TASKS —
A) Answer these from the spermicide article:
(i) In which countries were the trials held?
(ii) How many infections occurred in the group using the dummy gel?
(iii) What trade name is the product sold under?
B) Reproduce everything in the spermicide article from "DURBAN, South Africa" down to "gel had 41.".

TEXT SECTION —
----

Rense.com



Spermicide Cream Actually
Worsens HIV Infection Risk
By Maggie Fox - Reuters Health and Science Correspondent
http://dailynews.yahoo.com/h/nm/20000712/sc/aids_spermicide_dc_2.html
7-12-00
 
 
DURBAN, South Africa (Reuters) - Researchers hoping to find a way for women to protect themselves from AIDS infection were disappointed to report on Wednesday that tests showed one product worsened the risk.
 
The product, a spermicide called nonoxynol-9, did not protect women in trials in Benin, Ivory Coast, Thailand and South Africa from infection with HIV, a team of United Nations-sponsored researchers said.
 
``We were dismayed to find out that the group using the N-9 gel had a higher rate of HIV infection than the group using a placebo,'' Dr Joseph Perriens, who heads the UNAIDS microbicide effort, told the 13th International AIDS Conference.
 
He said the active group had 59 infections, while a second group using a dummy gel had 41.
 
``We were extremely disappointed,'' Lut van Damme, a researcher at the Institute of Tropical Medicine in Antwerp, Belgium, told a news conference.
 
She said researchers may be forced to suspend other trials involving the product, marketed under the trade name Advantage S by U.S.-based Columbia Laboratories Inc.

----

INPUT DATA —
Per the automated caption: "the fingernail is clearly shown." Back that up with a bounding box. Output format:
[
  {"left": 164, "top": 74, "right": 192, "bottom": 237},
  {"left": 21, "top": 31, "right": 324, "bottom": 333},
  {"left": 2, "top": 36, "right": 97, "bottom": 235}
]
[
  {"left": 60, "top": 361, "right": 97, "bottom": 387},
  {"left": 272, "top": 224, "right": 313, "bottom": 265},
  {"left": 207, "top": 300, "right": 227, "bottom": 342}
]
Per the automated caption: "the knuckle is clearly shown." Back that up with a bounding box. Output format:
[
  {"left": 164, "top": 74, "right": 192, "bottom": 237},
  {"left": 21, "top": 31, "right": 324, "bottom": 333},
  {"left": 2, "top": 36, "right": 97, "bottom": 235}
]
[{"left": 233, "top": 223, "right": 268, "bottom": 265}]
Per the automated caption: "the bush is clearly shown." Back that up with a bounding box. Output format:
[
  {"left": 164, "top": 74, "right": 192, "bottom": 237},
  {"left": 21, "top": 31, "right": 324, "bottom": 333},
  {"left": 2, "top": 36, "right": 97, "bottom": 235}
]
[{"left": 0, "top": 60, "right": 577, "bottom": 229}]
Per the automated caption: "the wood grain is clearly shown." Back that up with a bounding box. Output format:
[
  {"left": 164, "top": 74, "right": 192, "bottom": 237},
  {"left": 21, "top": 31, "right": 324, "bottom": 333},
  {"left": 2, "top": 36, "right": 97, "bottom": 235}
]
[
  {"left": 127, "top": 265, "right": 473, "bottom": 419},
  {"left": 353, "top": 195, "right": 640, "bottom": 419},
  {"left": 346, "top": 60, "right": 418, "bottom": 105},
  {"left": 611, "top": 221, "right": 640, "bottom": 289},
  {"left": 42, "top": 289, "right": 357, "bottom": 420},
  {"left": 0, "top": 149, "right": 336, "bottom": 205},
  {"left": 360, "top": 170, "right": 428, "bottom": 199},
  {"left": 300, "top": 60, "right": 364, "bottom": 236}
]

----

PER-TASK OUTPUTS —
A)
(i) Benin, Ivory Coast, Thailand and South Africa
(ii) 41
(iii) Advantage S

B)
DURBAN, South Africa (Reuters) - Researchers hoping to find a way for women to protect themselves from AIDS infection were disappointed to report on Wednesday that tests showed one product worsened the risk.
 
The product, a spermicide called nonoxynol-9, did not protect women in trials in Benin, Ivory Coast, Thailand and South Africa from infection with HIV, a team of United Nations-sponsored researchers said.
 
``We were dismayed to find out that the group using the N-9 gel had a higher rate of HIV infection than the group using a placebo,'' Dr Joseph Perriens, who heads the UNAIDS microbicide effort, told the 13th International AIDS Conference.
 
He said the active group had 59 infections, while a second group using a dummy gel had 41.